**GIVEN TASK 1:** List every figure written in digits in the Amendment 4 text, other than the amendment's own number and the date.
**GIVEN TASK 2:** Set down the passage of the Amendment 4 text that begins at the words "This new qualifier" and stops after the words "they leave prison.".

**SELECTED EXCERPT:**
——

Amendment 4 restored the voting rights of Floridians with prior felony convictions after all terms of their sentence have been met, including parole and probation. This amendment only applies to felons who have not been convicted of murder or sexual offenses.

On January 8, 2019, an estimated 1.4 million ex-felons regained their right to vote. This is monumental. Prior to this amendment, Florida was one of four states that used felony disenfranchisement. Amendment 4 gives voice, and rightfully so, to felons who have served their time. Amendment 4 is also putting to rest, finally, years and years of disenfranchisement and suppression.

Now, only two months after its passage, the House Criminal Justice Committee is trying to water down this piece of legislation. This is a direct violation of the will of the 64% of Floridians who voted for the legislation as is. This amendment was not to be "clarified," as Governor DeSantis put it, but rather to be self-implementing.

However, the House Criminal Justice Committee proposed a bill that would tack on some extra qualifiers in order for felons to be enfranchised. The bill will require court fines, fees, and other "financial obligations" (in addition to fees administered in a judge's sentence) to be paid in full before a felon's voting rights are restored. This seems awfully similar to a poll tax to me. Obviously, this is going to affect people without a lot of resources rather than white-collar criminals who can afford a $500,000 bond.

This new qualifier will prevent felons from voting based on the money that can be coughed up as if they don't have to worry about their finances long after they leave prison.

Some may argue that these felons shouldn't have committed a crime in the first place. However, I would argue that holding a felon's vote hostage on the basis of money is unconstitutional.

——

(Raw lines)
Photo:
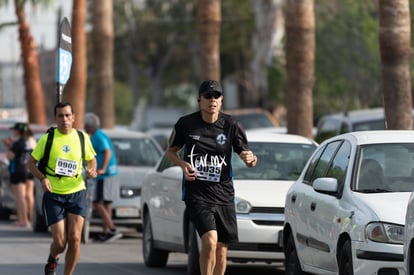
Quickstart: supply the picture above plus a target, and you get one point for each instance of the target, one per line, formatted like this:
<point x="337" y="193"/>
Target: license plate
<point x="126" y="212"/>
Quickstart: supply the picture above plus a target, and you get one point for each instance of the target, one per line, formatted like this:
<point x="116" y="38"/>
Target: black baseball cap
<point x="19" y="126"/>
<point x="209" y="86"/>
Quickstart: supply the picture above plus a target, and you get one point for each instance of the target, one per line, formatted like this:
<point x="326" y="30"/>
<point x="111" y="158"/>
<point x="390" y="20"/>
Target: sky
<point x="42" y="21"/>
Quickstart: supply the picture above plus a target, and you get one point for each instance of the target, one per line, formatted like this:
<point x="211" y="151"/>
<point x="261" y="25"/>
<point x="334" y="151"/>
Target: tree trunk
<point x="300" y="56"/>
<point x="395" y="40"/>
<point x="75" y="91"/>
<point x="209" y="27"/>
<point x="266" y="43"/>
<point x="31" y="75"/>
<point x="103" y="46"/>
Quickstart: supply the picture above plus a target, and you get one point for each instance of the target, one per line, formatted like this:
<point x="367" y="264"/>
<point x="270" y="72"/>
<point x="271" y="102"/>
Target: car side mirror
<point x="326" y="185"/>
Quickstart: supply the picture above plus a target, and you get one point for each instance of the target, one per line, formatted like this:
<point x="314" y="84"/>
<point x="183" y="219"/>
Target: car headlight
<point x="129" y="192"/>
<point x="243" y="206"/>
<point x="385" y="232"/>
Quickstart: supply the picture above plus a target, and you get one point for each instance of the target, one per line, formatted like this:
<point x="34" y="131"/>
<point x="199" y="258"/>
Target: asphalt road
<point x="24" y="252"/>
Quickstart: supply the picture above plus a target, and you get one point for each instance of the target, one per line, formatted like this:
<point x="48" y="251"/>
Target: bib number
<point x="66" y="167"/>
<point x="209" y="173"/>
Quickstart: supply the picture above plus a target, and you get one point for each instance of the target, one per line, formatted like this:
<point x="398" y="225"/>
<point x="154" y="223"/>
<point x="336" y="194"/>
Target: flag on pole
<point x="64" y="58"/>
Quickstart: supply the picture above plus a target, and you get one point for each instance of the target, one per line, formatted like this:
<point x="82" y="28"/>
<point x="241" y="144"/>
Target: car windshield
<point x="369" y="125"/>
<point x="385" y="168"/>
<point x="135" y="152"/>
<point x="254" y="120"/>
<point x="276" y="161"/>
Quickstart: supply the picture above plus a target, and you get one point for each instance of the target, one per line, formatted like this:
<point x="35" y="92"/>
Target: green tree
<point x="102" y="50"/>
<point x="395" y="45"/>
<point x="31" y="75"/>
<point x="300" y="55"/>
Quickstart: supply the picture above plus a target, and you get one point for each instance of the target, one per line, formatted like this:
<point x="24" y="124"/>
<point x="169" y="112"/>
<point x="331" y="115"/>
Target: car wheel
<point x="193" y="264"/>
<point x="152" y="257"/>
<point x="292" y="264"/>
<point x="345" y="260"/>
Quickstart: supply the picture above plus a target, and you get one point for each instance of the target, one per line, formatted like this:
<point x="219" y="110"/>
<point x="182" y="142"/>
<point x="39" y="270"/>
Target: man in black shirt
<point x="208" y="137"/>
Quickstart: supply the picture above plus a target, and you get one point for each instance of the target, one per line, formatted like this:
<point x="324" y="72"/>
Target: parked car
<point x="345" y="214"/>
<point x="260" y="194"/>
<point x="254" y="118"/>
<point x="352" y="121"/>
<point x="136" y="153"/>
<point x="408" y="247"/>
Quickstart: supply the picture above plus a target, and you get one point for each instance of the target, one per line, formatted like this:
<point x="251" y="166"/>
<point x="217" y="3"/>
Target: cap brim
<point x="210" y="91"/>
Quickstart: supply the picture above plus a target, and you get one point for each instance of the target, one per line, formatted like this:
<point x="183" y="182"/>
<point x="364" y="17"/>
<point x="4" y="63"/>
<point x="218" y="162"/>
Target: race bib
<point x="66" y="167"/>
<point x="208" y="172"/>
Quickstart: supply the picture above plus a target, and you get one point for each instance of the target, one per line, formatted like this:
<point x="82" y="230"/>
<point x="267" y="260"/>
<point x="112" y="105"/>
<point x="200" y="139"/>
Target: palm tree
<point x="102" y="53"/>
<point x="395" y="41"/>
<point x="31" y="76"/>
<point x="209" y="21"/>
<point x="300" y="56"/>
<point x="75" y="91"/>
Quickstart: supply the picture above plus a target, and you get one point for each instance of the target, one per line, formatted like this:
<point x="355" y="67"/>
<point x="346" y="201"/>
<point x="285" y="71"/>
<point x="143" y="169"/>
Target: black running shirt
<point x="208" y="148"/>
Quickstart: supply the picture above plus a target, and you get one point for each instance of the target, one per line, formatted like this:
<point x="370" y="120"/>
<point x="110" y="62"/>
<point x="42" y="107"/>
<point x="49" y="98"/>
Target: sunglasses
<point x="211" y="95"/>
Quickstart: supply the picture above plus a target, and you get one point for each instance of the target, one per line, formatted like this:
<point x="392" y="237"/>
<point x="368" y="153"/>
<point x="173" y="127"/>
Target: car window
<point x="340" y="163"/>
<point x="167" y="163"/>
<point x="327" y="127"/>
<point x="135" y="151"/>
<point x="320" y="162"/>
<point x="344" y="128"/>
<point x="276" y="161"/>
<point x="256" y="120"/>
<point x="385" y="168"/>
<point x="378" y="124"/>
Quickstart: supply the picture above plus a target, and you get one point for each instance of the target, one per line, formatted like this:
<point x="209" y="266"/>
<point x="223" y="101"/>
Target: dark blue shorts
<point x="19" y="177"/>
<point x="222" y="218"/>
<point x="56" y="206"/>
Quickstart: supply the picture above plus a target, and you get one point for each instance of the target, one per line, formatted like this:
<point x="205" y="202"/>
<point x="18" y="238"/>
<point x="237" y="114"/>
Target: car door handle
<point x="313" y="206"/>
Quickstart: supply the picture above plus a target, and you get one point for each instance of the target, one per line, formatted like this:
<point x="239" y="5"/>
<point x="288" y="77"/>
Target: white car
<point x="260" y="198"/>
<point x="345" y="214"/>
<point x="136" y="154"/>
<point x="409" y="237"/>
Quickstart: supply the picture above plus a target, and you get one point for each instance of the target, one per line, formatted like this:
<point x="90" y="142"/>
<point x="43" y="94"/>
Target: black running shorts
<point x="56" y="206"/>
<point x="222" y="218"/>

——

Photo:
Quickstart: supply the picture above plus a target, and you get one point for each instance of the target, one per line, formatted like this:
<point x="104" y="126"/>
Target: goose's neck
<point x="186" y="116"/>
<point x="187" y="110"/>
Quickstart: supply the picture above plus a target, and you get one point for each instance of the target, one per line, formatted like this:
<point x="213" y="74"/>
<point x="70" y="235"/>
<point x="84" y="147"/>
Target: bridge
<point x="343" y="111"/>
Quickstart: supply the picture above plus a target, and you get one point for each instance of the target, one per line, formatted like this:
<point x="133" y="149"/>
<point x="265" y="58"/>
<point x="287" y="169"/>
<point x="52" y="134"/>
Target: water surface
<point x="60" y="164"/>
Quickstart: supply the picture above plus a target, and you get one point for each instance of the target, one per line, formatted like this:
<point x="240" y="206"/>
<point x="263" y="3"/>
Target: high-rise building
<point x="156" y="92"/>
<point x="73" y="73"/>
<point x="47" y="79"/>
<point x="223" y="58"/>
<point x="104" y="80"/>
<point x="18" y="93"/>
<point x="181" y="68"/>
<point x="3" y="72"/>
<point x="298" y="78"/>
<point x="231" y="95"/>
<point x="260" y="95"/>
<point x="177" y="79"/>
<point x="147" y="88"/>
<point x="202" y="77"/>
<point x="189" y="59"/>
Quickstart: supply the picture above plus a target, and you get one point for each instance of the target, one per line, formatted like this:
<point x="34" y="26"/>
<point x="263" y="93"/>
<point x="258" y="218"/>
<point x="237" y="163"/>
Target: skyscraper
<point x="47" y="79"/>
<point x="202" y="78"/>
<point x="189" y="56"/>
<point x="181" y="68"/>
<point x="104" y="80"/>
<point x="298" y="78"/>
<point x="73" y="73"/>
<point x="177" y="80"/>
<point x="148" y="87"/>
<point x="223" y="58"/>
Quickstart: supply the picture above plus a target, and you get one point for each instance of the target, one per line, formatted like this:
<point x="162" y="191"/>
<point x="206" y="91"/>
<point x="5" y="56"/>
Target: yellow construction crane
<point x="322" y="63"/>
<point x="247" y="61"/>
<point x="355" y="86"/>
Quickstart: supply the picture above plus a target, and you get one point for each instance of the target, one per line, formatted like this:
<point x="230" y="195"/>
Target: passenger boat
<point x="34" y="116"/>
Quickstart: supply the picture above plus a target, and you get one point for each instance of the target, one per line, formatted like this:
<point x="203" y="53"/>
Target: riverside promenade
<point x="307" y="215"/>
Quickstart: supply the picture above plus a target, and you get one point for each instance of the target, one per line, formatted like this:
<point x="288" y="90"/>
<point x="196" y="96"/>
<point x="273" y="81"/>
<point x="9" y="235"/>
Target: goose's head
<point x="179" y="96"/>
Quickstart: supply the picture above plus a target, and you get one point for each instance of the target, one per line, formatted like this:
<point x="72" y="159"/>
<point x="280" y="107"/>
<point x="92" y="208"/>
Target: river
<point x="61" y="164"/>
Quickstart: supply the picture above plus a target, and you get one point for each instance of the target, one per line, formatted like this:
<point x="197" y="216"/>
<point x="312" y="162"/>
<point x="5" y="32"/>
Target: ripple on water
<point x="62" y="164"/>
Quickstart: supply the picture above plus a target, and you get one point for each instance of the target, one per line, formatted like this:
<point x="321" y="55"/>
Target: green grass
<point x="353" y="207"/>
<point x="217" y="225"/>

——

**PROBLEM SOLUTION 1:**
1.4 million
64%
$500,000

**PROBLEM SOLUTION 2:**
This new qualifier will prevent felons from voting based on the money that can be coughed up as if they don't have to worry about their finances long after they leave prison.